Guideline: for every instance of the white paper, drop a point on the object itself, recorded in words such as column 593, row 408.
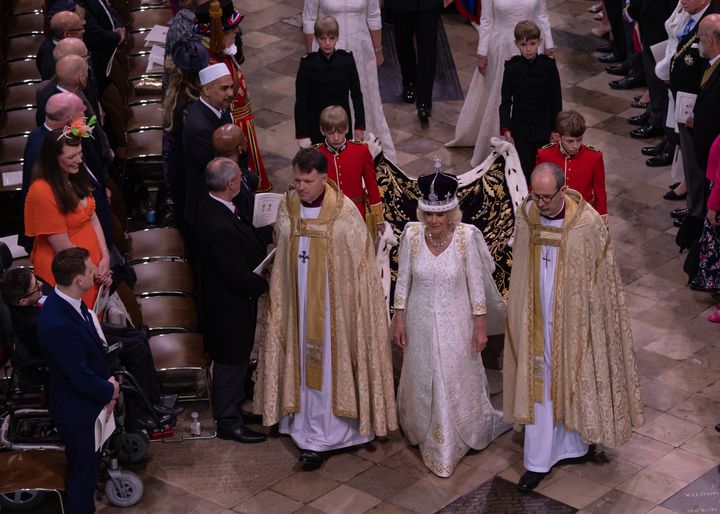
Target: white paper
column 104, row 428
column 658, row 50
column 156, row 59
column 264, row 264
column 157, row 34
column 12, row 178
column 684, row 105
column 265, row 210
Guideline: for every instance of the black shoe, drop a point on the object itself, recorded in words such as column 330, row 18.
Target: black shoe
column 679, row 214
column 646, row 132
column 530, row 480
column 673, row 196
column 652, row 151
column 611, row 57
column 640, row 120
column 617, row 69
column 627, row 82
column 311, row 460
column 409, row 94
column 250, row 418
column 241, row 434
column 162, row 409
column 424, row 113
column 661, row 159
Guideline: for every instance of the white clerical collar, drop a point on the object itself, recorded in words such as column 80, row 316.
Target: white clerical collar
column 217, row 112
column 72, row 301
column 227, row 204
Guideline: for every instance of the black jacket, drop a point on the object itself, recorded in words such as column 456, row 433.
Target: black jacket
column 531, row 97
column 707, row 118
column 686, row 66
column 322, row 82
column 229, row 249
column 200, row 124
column 651, row 16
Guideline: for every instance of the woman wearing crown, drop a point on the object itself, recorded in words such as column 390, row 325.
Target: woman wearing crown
column 446, row 303
column 60, row 209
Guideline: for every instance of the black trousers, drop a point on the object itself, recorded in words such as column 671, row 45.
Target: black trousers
column 417, row 68
column 657, row 109
column 229, row 392
column 83, row 462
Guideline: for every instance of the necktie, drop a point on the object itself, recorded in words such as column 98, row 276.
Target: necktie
column 687, row 28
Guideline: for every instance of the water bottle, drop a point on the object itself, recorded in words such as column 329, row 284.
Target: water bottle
column 195, row 428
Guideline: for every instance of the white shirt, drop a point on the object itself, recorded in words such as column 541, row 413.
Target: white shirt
column 217, row 112
column 227, row 204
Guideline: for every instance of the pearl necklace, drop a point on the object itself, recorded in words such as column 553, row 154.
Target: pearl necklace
column 438, row 244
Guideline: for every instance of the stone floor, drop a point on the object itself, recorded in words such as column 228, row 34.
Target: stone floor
column 678, row 351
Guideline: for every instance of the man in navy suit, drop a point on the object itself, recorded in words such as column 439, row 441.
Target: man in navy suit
column 81, row 387
column 229, row 249
column 208, row 113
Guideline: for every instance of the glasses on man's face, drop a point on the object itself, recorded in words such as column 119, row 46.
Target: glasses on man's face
column 543, row 198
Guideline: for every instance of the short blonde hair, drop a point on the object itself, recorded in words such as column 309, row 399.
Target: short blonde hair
column 454, row 216
column 327, row 26
column 334, row 118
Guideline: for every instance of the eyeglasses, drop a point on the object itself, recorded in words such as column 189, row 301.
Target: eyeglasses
column 544, row 198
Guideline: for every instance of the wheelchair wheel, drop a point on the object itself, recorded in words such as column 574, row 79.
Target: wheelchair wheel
column 22, row 500
column 132, row 446
column 127, row 492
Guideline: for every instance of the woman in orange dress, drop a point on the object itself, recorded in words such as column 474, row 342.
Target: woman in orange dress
column 60, row 209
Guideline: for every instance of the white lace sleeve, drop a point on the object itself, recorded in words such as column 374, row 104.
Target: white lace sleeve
column 405, row 256
column 474, row 274
column 310, row 13
column 373, row 15
column 485, row 27
column 544, row 22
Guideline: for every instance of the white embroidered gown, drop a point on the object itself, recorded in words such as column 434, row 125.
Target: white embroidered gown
column 479, row 119
column 443, row 401
column 356, row 18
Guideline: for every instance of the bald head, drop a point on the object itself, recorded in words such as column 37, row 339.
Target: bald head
column 229, row 141
column 66, row 24
column 71, row 72
column 62, row 108
column 709, row 36
column 70, row 46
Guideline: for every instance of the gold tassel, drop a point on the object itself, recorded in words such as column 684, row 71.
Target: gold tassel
column 216, row 27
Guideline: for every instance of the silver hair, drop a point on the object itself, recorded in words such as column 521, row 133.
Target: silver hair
column 555, row 170
column 454, row 216
column 219, row 172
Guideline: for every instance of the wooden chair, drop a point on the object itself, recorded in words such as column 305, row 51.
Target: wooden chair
column 17, row 123
column 167, row 314
column 145, row 117
column 156, row 244
column 163, row 278
column 33, row 470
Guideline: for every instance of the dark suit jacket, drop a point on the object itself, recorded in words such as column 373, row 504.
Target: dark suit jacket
column 530, row 97
column 229, row 250
column 651, row 16
column 707, row 118
column 200, row 124
column 100, row 37
column 687, row 67
column 44, row 60
column 93, row 161
column 78, row 367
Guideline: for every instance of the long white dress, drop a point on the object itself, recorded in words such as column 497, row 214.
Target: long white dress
column 443, row 401
column 356, row 19
column 479, row 118
column 315, row 427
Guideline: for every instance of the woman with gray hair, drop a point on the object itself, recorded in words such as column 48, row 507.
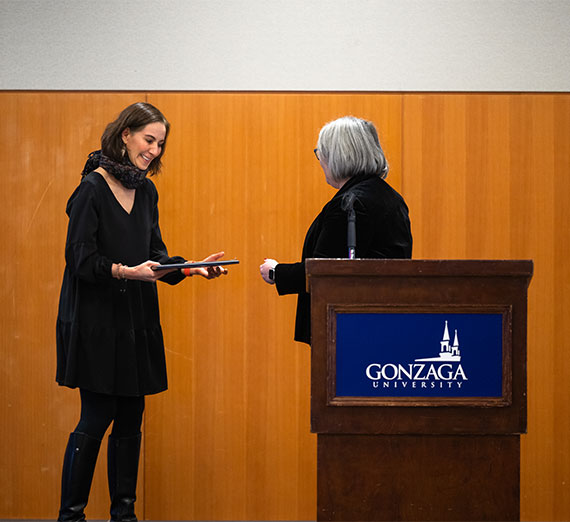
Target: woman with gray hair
column 350, row 154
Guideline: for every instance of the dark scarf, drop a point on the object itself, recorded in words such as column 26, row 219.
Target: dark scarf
column 129, row 175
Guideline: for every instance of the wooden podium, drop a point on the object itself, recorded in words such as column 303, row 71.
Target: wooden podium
column 418, row 387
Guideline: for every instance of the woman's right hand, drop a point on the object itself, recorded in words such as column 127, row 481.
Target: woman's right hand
column 143, row 272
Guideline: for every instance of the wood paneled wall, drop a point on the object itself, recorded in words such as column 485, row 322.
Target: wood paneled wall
column 485, row 176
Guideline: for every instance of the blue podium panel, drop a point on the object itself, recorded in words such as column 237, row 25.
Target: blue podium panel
column 424, row 355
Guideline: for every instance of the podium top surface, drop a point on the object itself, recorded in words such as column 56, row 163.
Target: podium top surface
column 419, row 267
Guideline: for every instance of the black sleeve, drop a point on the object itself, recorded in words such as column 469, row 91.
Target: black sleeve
column 81, row 254
column 158, row 250
column 330, row 243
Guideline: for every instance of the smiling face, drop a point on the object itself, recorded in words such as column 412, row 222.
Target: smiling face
column 145, row 144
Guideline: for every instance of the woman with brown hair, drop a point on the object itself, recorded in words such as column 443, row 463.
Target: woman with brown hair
column 109, row 338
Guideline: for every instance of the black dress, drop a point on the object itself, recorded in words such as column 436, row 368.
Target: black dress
column 382, row 231
column 109, row 338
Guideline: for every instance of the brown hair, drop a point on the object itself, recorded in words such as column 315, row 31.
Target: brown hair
column 134, row 117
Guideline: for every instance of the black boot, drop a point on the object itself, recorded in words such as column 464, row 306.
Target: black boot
column 123, row 466
column 78, row 467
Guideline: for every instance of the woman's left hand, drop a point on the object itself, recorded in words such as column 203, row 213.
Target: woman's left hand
column 264, row 270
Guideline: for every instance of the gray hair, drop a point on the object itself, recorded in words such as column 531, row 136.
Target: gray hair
column 350, row 146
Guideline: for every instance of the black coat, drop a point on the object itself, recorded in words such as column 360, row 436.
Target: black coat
column 109, row 338
column 382, row 231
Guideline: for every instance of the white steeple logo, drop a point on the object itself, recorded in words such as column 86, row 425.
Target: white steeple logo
column 447, row 352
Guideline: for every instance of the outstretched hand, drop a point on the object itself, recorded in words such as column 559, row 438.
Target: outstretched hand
column 210, row 272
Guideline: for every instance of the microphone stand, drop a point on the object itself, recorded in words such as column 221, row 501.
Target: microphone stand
column 348, row 206
column 351, row 237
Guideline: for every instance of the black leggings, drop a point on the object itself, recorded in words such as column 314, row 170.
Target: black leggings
column 99, row 410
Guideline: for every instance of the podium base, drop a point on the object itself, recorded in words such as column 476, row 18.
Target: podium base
column 418, row 477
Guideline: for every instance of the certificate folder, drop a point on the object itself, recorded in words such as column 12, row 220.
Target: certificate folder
column 196, row 265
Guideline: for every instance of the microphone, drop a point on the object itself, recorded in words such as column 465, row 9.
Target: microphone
column 348, row 205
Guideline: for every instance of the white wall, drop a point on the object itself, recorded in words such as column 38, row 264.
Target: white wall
column 286, row 45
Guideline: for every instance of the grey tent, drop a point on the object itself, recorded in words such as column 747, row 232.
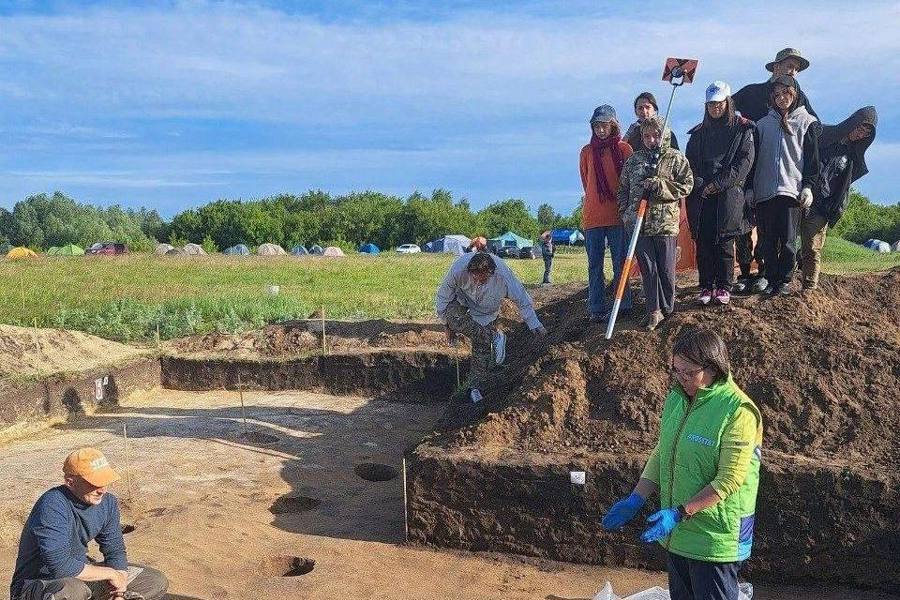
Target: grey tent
column 238, row 250
column 270, row 250
column 454, row 244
################
• WHAT NEEDS TO BE DONE
Write out exactly the lines that run from the top of the listing above to the line containing "Guideline: for every instance of the black jacket, drop", both ends included. Omit every picture.

• FINISHED TASK
Guideline: for every instance of the white paper, drop a point on the object itself, recorded in words such as column 593, row 408.
Target: white paper
column 104, row 428
column 658, row 50
column 156, row 59
column 264, row 264
column 157, row 34
column 12, row 178
column 684, row 105
column 265, row 210
Guideline: for every instance of the black shoe, drop a point on the object itself, recorded in words such as column 330, row 18.
Target: black shoe
column 679, row 214
column 646, row 132
column 530, row 480
column 673, row 196
column 652, row 151
column 611, row 57
column 640, row 120
column 617, row 69
column 627, row 82
column 311, row 460
column 409, row 94
column 250, row 418
column 241, row 434
column 162, row 409
column 424, row 113
column 661, row 159
Guideline: for every instance of the white clerical collar, drop a point on the object itself, recorded in words such as column 80, row 316.
Target: white clerical collar
column 217, row 112
column 72, row 301
column 227, row 204
Guideline: for every instance of the black jacket, drop a point on the object itself, recorded in words such as column 456, row 433.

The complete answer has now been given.